> [What to produce]
Arrange the lines below as a Markdown table with the columns Row and Line. Begin at the line that has "LOOKUP watch face", stop after the line that has "[[71, 141, 336, 541]]", and omit blank lines and pictures.

-- BEGIN --

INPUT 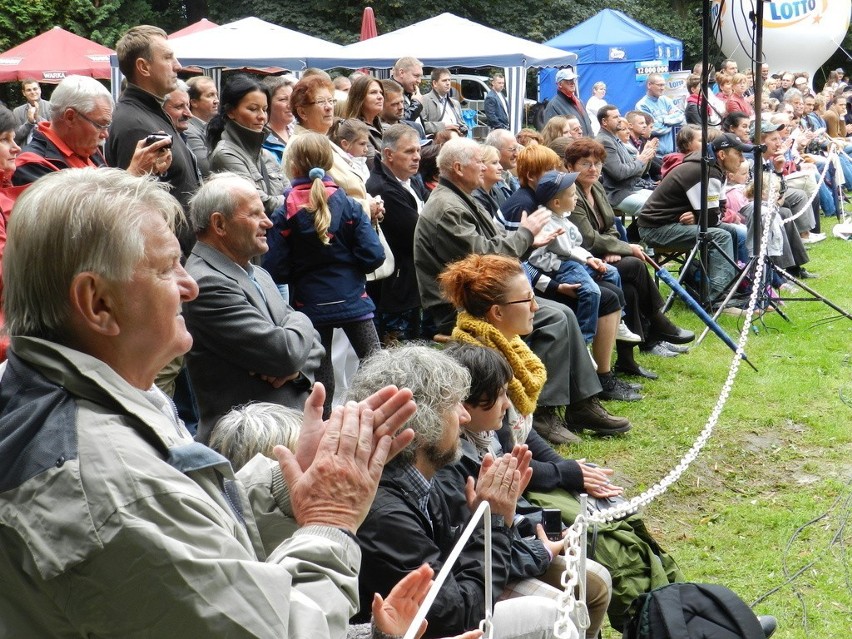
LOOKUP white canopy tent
[306,13,577,132]
[169,18,343,71]
[110,18,343,99]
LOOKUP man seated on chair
[349,346,578,639]
[421,68,465,135]
[183,173,324,444]
[636,133,754,301]
[595,104,657,217]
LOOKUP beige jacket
[0,337,361,639]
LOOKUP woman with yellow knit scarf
[438,255,683,630]
[438,254,622,498]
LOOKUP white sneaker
[586,344,598,370]
[615,320,642,344]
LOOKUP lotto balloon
[710,0,852,77]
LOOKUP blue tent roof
[545,9,683,65]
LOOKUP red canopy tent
[0,27,113,84]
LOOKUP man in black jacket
[342,346,577,639]
[544,66,594,138]
[106,25,201,255]
[637,133,754,300]
[367,124,429,342]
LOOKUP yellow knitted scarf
[452,311,547,415]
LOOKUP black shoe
[565,397,632,436]
[533,407,582,445]
[660,341,689,354]
[757,615,778,639]
[613,371,642,393]
[639,342,678,357]
[654,326,695,344]
[613,364,660,379]
[598,372,642,402]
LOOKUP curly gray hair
[210,402,302,472]
[347,344,470,464]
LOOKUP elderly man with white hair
[13,75,171,186]
[184,173,325,443]
[0,168,424,638]
[414,138,630,443]
[349,346,578,639]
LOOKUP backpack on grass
[623,583,766,639]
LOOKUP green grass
[563,221,852,639]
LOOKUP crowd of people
[0,26,832,639]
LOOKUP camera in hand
[541,508,562,541]
[145,133,172,149]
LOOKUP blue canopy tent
[538,9,683,113]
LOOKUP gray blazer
[420,91,464,134]
[595,129,645,207]
[183,241,325,443]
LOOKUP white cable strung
[554,183,778,639]
[781,146,837,224]
[553,514,591,639]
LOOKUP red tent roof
[169,18,219,39]
[0,27,113,83]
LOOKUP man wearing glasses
[544,66,594,138]
[13,75,171,186]
[106,25,201,255]
[595,104,655,217]
[636,73,686,157]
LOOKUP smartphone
[145,133,172,149]
[541,508,562,541]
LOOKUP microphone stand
[695,0,852,346]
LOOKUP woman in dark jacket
[207,74,286,214]
[263,132,385,417]
[565,138,695,379]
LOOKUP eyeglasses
[577,162,603,171]
[74,109,112,131]
[500,293,535,306]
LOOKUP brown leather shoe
[533,406,582,445]
[565,397,632,436]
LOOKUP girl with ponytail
[263,132,385,417]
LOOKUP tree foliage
[208,0,701,65]
[0,0,852,91]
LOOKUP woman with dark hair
[565,138,695,379]
[0,106,23,361]
[497,144,562,231]
[283,74,385,222]
[207,73,287,214]
[438,254,683,636]
[722,111,751,144]
[263,75,296,164]
[417,142,441,191]
[343,75,385,162]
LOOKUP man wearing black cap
[636,133,754,300]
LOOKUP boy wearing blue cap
[527,171,641,401]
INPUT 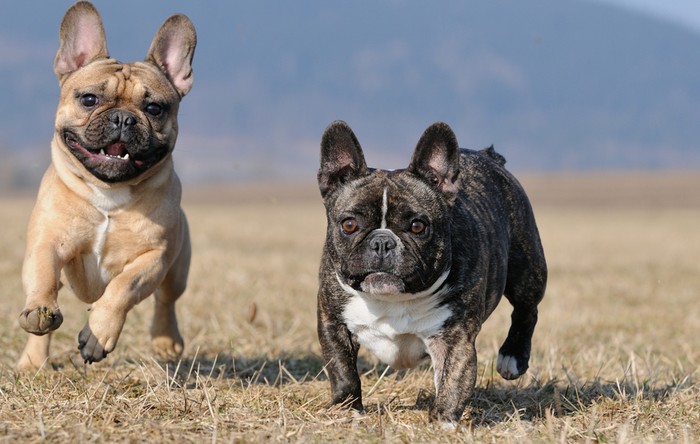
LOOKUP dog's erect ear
[53,2,109,82]
[146,14,197,97]
[318,120,368,197]
[408,122,460,201]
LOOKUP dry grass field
[0,174,700,443]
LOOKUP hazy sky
[592,0,700,32]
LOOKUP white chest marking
[83,184,131,282]
[381,188,389,229]
[338,270,452,369]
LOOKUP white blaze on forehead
[381,188,389,229]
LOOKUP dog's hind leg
[15,333,51,372]
[151,219,191,359]
[496,250,547,379]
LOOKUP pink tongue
[105,142,126,157]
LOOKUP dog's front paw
[496,352,528,380]
[19,306,63,336]
[78,324,116,364]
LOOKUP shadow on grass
[407,379,695,425]
[142,352,697,426]
[161,352,374,386]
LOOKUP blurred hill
[0,0,700,186]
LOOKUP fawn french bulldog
[17,2,196,370]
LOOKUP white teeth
[100,149,129,160]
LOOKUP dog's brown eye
[340,217,360,234]
[411,219,426,234]
[80,94,97,108]
[146,103,163,116]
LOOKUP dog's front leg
[78,250,166,363]
[317,292,364,412]
[430,326,477,428]
[18,239,65,335]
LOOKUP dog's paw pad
[151,336,184,359]
[19,307,63,335]
[496,353,525,380]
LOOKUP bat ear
[146,14,197,97]
[408,122,460,201]
[53,2,109,82]
[318,120,368,197]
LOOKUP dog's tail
[479,145,506,166]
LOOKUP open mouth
[65,134,137,162]
[63,131,167,182]
[352,272,406,295]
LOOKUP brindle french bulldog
[318,121,547,426]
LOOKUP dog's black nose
[109,110,136,128]
[369,233,396,257]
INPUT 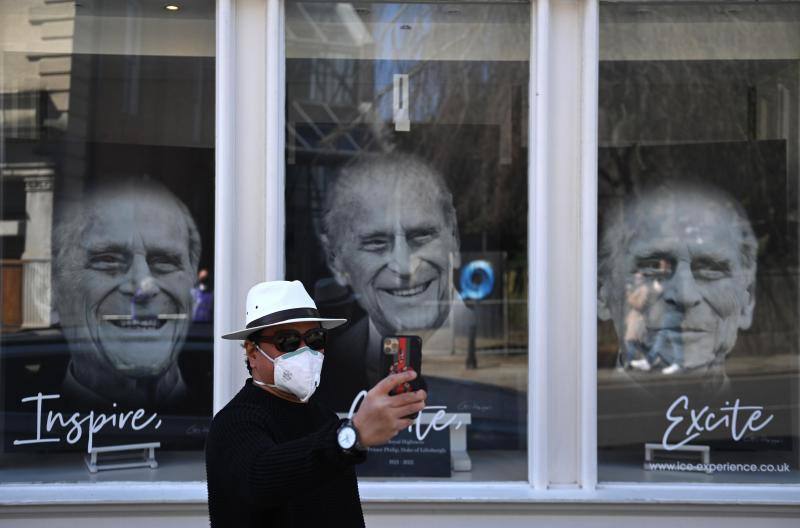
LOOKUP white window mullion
[214,0,272,412]
[528,0,550,490]
[579,0,600,490]
[264,0,286,280]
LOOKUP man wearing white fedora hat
[206,281,426,527]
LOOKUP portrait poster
[0,141,214,460]
[598,140,800,480]
[285,53,528,460]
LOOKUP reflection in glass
[0,0,214,482]
[598,2,800,483]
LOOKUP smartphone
[381,336,426,418]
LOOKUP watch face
[338,426,356,449]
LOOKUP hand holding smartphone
[381,335,426,418]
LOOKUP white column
[22,168,53,328]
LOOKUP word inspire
[661,396,775,451]
[14,392,161,452]
[348,390,463,441]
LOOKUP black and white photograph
[286,43,528,464]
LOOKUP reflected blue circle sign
[459,260,494,301]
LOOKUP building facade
[0,0,800,527]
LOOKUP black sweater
[206,379,364,528]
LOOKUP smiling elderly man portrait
[598,182,758,389]
[53,179,201,408]
[320,153,472,409]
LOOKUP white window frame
[0,0,800,514]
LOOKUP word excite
[661,396,775,451]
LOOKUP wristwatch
[336,418,364,453]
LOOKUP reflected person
[320,154,471,405]
[53,179,201,407]
[598,182,758,389]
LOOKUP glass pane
[286,2,530,480]
[598,2,800,483]
[0,0,214,482]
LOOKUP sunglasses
[250,328,328,352]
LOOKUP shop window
[0,1,215,482]
[285,2,531,480]
[598,2,800,483]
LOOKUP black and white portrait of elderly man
[598,181,758,389]
[320,153,472,409]
[53,179,201,408]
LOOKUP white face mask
[253,345,325,403]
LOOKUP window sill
[0,481,800,514]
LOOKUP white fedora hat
[222,281,347,339]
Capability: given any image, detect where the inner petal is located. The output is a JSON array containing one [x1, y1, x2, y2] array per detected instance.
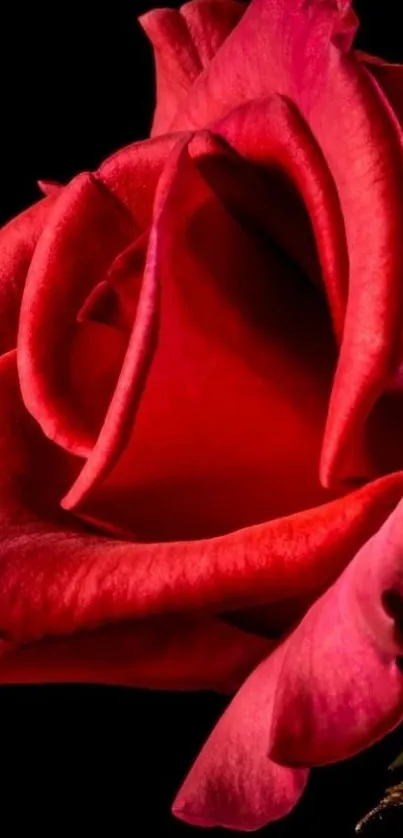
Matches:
[[71, 141, 336, 541]]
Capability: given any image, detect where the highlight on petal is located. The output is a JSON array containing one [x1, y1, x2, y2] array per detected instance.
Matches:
[[205, 96, 348, 341], [0, 194, 57, 354], [0, 353, 403, 643], [269, 501, 403, 766], [355, 50, 403, 125], [38, 180, 63, 197], [139, 0, 246, 136], [171, 0, 403, 487], [0, 352, 272, 692], [0, 615, 271, 693], [172, 650, 308, 831], [63, 127, 336, 542], [18, 174, 133, 456]]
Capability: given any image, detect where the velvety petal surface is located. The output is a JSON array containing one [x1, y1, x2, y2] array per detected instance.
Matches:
[[174, 501, 403, 829], [0, 352, 271, 691], [173, 653, 308, 832], [139, 0, 246, 135], [64, 128, 335, 541], [172, 0, 403, 485], [0, 615, 271, 693], [0, 195, 60, 354], [0, 344, 403, 643], [270, 502, 403, 765]]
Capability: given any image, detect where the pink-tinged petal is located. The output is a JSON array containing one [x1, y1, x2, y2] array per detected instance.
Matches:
[[0, 615, 271, 693], [0, 352, 271, 692], [0, 353, 403, 643], [18, 174, 133, 456], [171, 0, 403, 486], [139, 0, 246, 135], [173, 650, 308, 831], [270, 501, 403, 765], [95, 132, 182, 223], [38, 180, 63, 197], [205, 96, 348, 340], [0, 195, 60, 354], [355, 51, 403, 125]]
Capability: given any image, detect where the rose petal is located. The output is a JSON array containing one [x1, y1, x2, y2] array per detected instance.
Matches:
[[270, 501, 403, 766], [63, 130, 335, 541], [38, 180, 63, 196], [0, 352, 271, 692], [0, 194, 57, 354], [207, 96, 348, 340], [173, 651, 308, 831], [139, 0, 246, 135], [0, 615, 271, 693], [0, 353, 403, 643], [18, 174, 132, 456], [171, 0, 403, 486], [355, 50, 403, 125]]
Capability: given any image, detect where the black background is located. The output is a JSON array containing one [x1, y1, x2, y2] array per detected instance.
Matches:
[[0, 0, 403, 838]]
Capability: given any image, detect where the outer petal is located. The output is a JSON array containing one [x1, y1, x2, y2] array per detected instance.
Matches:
[[18, 138, 175, 457], [172, 0, 403, 485], [174, 492, 403, 829], [0, 615, 270, 692], [18, 174, 135, 456], [0, 353, 403, 643], [63, 130, 335, 541], [139, 0, 246, 135], [270, 501, 403, 765], [173, 652, 308, 831], [0, 194, 57, 354], [355, 51, 403, 126], [0, 353, 271, 691]]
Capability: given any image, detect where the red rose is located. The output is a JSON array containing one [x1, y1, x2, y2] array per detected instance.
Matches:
[[0, 0, 403, 829]]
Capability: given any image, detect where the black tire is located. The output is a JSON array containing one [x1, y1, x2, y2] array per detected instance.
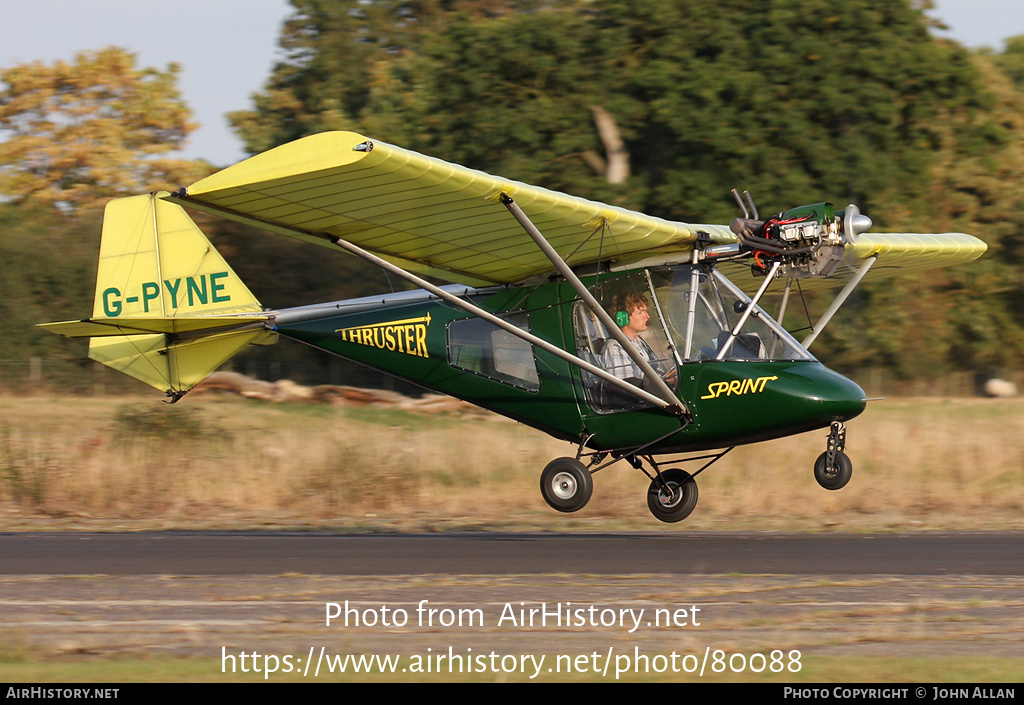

-- END --

> [Result of this task]
| Row | Line |
|---|---|
| 1 | LOOKUP watch face |
| 2 | [338,426,356,449] |
| 3 | LOOKUP hand holding smartphone |
| 4 | [381,335,426,418] |
| 5 | LOOKUP white column |
| 6 | [22,168,53,328] |
| 7 | LOOKUP word inspire |
| 8 | [661,396,775,451] |
| 9 | [14,392,161,452] |
| 10 | [348,390,463,441] |
| 11 | LOOKUP black and white photograph |
| 12 | [286,43,528,464] |
| 13 | LOOKUP reflected blue circle sign |
| 14 | [459,260,494,301] |
| 15 | LOOKUP building facade |
| 16 | [0,0,800,527] |
| 17 | LOOKUP black sweater |
| 18 | [206,379,364,528] |
| 19 | LOOKUP smiling elderly man portrait |
| 20 | [598,182,758,389] |
| 21 | [53,179,201,408] |
| 22 | [320,153,472,409] |
| 23 | LOOKUP white window frame |
| 24 | [0,0,800,514] |
| 25 | LOOKUP word excite |
| 26 | [661,396,775,451] |
| 27 | LOOKUP wristwatch |
| 28 | [336,418,364,453] |
| 29 | LOOKUP reflected person |
| 30 | [320,154,471,405] |
| 31 | [53,179,201,407] |
| 32 | [598,182,758,389] |
| 33 | LOOKUP glass pane |
| 34 | [286,2,530,480] |
| 35 | [598,2,800,483] |
| 36 | [0,0,214,482] |
| 37 | LOOKUP sunglasses |
| 38 | [250,328,328,352] |
| 39 | LOOKUP shop window |
| 40 | [0,1,215,482] |
| 41 | [285,2,531,480] |
| 42 | [598,2,800,483] |
| 43 | LOOKUP black and white portrait of elderly man |
| 44 | [598,181,758,389] |
| 45 | [320,153,472,409] |
| 46 | [53,179,201,408] |
| 47 | LOOKUP white face mask |
| 48 | [253,345,325,403] |
| 49 | LOOKUP window sill |
| 50 | [0,481,800,514] |
| 51 | LOOKUP white fedora hat |
| 52 | [222,281,347,339] |
| 53 | Capability: given any image, detect where the inner petal is located. The output is a JSON array containing one [x1, y1, x2, y2] array per detected instance. |
| 54 | Matches: |
| 55 | [[71, 141, 336, 541]] |